### Estratto del testo
Contraddizioni e rischi della “carta” tunisina
Nella messa a punto della propria strategia antimmigrazione il Governo Meloni punta sulla “carta” tunisina. Di conseguenza ha dichiarato che si sta adoperando affinché, per sostenere la richiesta di prestito di fronte alle istituzioni bancarie internazionali preoccupate per la svolta autoritaria in atto nel paese e per la conseguente instabilità politica: contro il prestito si è schierato infatti il Dipartimento di Stato USA.
In quanto poi al cosiddetto piano Mattei, la Meloni che lo ha proposto, pensa a un “modello di cooperazione non predatorio, in cui entrambi i partner devono poter crescere e migliorare”, ma poco si comprende come su come questa formula possa applicarsi della Tunisia.
Interventi a favore dell’agricoltura tunisina, il settore di maggiore sofferenza per l’economia del paese, si scontrano con la difficoltà che le sue produzioni sono concorrenziali con quelli del meridione italiano ai quali contendono il mercato europeo per i minori prezzi a causa del costo infimo della manodopera in Tunisia e altrettanto avviene per eventuali sovvenzioni e aiuti al turismo tunisino diretto concorrente di quello del meridione d’Italia . Dove finirebbe allora il nazionalismo e il sovranismo peloso della maggioranza di governo?

Dati sulle espressioni referenziali
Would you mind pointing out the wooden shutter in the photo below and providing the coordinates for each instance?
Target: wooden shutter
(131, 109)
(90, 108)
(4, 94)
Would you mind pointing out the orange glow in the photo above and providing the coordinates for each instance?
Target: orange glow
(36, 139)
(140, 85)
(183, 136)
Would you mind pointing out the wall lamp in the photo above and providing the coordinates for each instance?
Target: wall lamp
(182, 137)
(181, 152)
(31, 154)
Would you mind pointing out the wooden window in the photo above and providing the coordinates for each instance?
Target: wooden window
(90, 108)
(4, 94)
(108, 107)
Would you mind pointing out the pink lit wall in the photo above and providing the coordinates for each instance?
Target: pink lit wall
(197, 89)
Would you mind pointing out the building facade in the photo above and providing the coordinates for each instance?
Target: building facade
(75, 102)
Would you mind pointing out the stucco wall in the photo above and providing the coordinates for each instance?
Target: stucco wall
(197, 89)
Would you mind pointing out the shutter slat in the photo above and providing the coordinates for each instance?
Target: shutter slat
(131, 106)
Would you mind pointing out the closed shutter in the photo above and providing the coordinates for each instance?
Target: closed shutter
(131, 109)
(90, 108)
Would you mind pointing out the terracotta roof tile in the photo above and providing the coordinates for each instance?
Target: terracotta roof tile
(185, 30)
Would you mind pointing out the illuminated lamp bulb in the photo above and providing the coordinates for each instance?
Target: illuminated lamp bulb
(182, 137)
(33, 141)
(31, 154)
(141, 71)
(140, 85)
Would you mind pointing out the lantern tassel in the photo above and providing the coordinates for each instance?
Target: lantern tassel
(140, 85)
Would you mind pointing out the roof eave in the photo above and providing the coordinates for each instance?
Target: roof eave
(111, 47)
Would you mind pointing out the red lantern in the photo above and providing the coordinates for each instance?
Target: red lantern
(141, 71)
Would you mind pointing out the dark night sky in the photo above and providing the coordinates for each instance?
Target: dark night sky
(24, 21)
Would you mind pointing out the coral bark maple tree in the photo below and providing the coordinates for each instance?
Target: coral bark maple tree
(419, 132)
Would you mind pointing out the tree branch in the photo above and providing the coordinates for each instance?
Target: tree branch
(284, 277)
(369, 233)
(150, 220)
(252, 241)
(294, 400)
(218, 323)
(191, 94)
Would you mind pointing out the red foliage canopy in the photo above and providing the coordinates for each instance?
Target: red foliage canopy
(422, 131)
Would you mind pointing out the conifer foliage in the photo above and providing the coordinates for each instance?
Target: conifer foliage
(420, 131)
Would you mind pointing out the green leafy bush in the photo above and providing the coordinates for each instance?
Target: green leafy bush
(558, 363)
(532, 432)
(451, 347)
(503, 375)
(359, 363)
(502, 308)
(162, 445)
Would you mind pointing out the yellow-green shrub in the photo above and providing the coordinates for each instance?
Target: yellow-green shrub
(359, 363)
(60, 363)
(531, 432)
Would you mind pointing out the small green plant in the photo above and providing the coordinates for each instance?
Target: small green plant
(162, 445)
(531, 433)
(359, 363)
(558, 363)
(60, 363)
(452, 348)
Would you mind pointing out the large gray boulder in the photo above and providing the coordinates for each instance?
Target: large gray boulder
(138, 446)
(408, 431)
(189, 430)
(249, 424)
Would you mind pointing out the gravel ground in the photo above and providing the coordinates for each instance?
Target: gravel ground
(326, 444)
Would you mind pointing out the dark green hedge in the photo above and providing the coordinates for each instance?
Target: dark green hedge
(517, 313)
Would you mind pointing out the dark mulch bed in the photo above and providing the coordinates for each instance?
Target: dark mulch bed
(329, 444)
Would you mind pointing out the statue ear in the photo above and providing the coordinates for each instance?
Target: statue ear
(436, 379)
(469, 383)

### Istruzioni del compito
Riporti il passo del testo sulla Tunisia che inizia con le parole "In quanto poi" e termina dopo le parole "applicarsi della Tunisia.", sostituendo "piano Mattei" con "progetto Mattei".

### Area di risposta
In quanto poi al cosiddetto progetto Mattei, la Meloni che lo ha proposto, pensa a un “modello di cooperazione non predatorio, in cui entrambi i partner devono poter crescere e migliorare”, ma poco si comprende come su come questa formula possa applicarsi della Tunisia.